**Instruções e requisitos**: Transcreva integralmente todos os registros a seguir, reproduzindo cada linha sem qualquer alteração.
═════ Lista de registros
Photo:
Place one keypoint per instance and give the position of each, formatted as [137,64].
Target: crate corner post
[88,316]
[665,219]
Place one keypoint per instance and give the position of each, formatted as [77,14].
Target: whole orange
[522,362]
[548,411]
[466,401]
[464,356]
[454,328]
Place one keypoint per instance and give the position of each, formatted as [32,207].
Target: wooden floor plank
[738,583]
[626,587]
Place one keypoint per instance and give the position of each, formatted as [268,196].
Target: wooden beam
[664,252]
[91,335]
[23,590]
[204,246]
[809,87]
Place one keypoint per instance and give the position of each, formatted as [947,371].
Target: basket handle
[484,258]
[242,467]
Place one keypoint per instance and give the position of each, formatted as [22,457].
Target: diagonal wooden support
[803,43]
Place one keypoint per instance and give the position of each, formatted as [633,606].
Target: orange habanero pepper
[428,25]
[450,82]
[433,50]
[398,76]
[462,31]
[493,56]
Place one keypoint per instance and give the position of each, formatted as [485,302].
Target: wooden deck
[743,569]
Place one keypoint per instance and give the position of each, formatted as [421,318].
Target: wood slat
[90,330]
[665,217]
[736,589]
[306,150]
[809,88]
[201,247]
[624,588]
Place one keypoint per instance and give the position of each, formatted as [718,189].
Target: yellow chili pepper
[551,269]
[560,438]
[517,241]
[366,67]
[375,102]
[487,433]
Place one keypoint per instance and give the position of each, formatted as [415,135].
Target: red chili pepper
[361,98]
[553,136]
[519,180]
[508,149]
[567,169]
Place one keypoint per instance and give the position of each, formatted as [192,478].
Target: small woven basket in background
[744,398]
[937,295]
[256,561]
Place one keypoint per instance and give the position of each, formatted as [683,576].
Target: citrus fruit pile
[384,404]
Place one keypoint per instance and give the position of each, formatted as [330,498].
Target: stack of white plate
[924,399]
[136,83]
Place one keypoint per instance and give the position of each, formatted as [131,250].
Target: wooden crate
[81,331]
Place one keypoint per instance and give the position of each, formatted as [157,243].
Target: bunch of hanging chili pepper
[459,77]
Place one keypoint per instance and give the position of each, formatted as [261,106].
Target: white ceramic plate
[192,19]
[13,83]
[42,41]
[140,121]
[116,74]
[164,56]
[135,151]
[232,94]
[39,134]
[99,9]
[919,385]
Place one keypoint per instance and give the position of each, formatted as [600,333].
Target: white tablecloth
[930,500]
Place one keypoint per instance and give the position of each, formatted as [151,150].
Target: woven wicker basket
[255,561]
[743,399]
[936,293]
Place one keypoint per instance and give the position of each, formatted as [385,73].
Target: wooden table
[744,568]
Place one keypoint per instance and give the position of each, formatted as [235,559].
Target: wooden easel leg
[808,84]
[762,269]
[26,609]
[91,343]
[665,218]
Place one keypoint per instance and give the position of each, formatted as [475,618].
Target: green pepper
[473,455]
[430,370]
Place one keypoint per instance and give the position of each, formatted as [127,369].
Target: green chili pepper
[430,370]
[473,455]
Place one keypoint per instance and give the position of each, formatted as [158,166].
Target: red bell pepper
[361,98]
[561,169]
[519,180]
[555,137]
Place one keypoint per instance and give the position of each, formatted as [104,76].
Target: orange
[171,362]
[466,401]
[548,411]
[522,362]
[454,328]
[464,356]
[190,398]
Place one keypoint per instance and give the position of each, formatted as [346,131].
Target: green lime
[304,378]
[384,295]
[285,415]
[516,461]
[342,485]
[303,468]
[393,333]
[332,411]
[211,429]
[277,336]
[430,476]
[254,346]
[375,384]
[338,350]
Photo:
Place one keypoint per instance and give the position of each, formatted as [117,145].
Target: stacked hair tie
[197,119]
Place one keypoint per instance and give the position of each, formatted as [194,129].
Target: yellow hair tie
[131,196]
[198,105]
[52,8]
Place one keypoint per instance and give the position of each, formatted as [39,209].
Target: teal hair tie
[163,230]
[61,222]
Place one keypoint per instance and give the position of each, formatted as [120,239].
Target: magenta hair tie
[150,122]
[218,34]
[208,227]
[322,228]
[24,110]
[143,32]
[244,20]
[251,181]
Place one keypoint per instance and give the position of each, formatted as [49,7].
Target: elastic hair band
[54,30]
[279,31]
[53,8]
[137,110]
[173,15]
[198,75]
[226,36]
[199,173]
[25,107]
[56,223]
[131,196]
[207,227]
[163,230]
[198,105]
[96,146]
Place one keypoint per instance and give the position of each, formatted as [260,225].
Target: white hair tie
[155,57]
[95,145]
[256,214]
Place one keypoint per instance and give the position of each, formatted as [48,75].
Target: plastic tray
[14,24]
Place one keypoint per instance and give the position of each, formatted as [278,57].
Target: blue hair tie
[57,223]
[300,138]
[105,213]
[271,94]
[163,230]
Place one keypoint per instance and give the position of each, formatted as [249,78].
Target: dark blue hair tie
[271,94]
══════════
**Resultado a seguir**:
Photo:
Place one keypoint per instance and give the position of each, formatted as [137,64].
Target: crate corner post
[88,316]
[665,219]
Place one keypoint per instance and give the position of each, formatted as [77,14].
Target: whole orange
[522,362]
[548,411]
[466,401]
[464,356]
[454,328]
Place one keypoint per instance and give the position of each, formatted as [32,207].
Target: wooden floor plank
[738,583]
[626,587]
Place one keypoint per instance and give the position of each, formatted as [268,196].
Target: wooden beam
[664,252]
[91,335]
[23,590]
[204,246]
[809,87]
Place one keypoint per instance and give the position of each, formatted as [947,371].
Target: basket handle
[484,258]
[242,467]
Place one keypoint per instance and give the position of each, formatted as [22,457].
Target: diagonal wooden support
[803,43]
Place one keypoint per instance and give the position of each, formatted as [633,606].
Target: orange habanero pepper
[428,25]
[450,82]
[433,50]
[398,76]
[462,31]
[493,56]
Place one keypoint per instance and give the position of each, formatted as [485,302].
Target: wooden deck
[743,569]
Place one keypoint per instance and give the position of each, formatted as [421,318].
Target: wood slat
[90,330]
[665,217]
[736,589]
[306,150]
[809,88]
[201,247]
[624,588]
Place one keypoint per instance and give the position of each, formatted as [718,189].
Target: yellow chili pepper
[551,269]
[560,438]
[517,241]
[366,67]
[375,102]
[487,433]
Place one keypoint per instance and give the position of each, formatted as [415,135].
Target: red chili pepper
[361,98]
[553,136]
[519,180]
[508,149]
[567,169]
Place one keypoint per instance and give the position of each, formatted as [192,478].
Target: small woven basket in background
[744,398]
[937,295]
[256,561]
Place one keypoint per instance and give the position of each, formatted as [683,576].
Target: citrus fruit pile
[384,404]
Place one keypoint per instance and give the position of each, formatted as [330,498].
Target: stack of white plate
[924,399]
[136,83]
Place one keypoint per instance and give the position of each, formatted as [131,250].
Target: wooden crate
[81,331]
Place one keypoint per instance and give the position of each, formatted as [157,243].
Target: bunch of hanging chili pepper
[459,77]
Place one keypoint per instance and give the position of each, formatted as [261,106].
Target: white ceramic plate
[192,19]
[13,83]
[42,41]
[140,121]
[116,74]
[164,56]
[135,151]
[232,94]
[39,134]
[99,9]
[919,385]
Place one keypoint per instance and give the position of each, formatted as [600,333].
Target: white tablecloth
[930,500]
Place one keypoint per instance and give the position of each, formatted as [151,150].
Target: woven wicker basket
[255,561]
[743,399]
[936,293]
Place one keypoint per instance and give the position of each, formatted as [385,73].
Target: wooden table
[744,568]
Place one keypoint per instance and give the position of each, formatted as [235,559].
Target: wooden easel leg
[808,84]
[762,269]
[26,609]
[91,343]
[665,218]
Place one keypoint per instance and give the position of each, formatted as [475,618].
Target: green pepper
[473,455]
[430,370]
Place one keypoint per instance and give the position of each, formatted as [127,369].
Target: green chili pepper
[430,370]
[473,455]
Place one keypoint per instance and give the position of each, formatted as [158,166].
Target: red bell pepper
[361,98]
[561,169]
[519,180]
[555,137]
Place one keypoint per instance and give the position of each, formatted as [104,76].
Target: orange
[171,362]
[466,401]
[548,411]
[522,362]
[454,328]
[464,356]
[190,398]
Place one keypoint per instance and give the position of each, formatted as [346,131].
Target: green lime
[304,378]
[384,295]
[285,415]
[516,461]
[342,485]
[303,468]
[393,333]
[332,411]
[211,429]
[277,336]
[430,476]
[254,346]
[375,384]
[338,350]
Photo:
Place one keypoint per instance and give the position of each, formatted as [117,145].
Target: stacked hair tie
[197,119]
Place one keypoint per instance and give the position of each, formatted as [194,129].
Target: yellow hair tie
[131,196]
[198,105]
[52,8]
Place one keypoint per instance and give the position of each, formatted as [39,209].
Target: teal hair tie
[163,230]
[61,222]
Place one keypoint per instance and give the position of each, formatted as [120,239].
Target: magenta hair tie
[150,122]
[218,34]
[208,227]
[322,228]
[24,110]
[143,32]
[244,20]
[251,181]
Place one keypoint per instance and give the position of each, formatted as [49,7].
Target: elastic hair band
[54,30]
[279,31]
[53,8]
[137,110]
[173,15]
[198,75]
[226,36]
[199,173]
[25,107]
[56,223]
[131,196]
[207,227]
[163,230]
[198,105]
[96,146]
Place one keypoint per instance and give the position of each, formatted as [260,225].
Target: white hair tie
[155,57]
[95,145]
[256,214]
Place one keypoint per instance and give the position of each, formatted as [48,75].
Target: plastic tray
[14,24]
Place one keypoint per instance and give the position of each, formatted as [278,57].
Target: blue hair tie
[57,223]
[300,138]
[105,213]
[271,94]
[163,230]
Place one keypoint per instance and give the position of each, formatted as [249,78].
Target: dark blue hair tie
[271,94]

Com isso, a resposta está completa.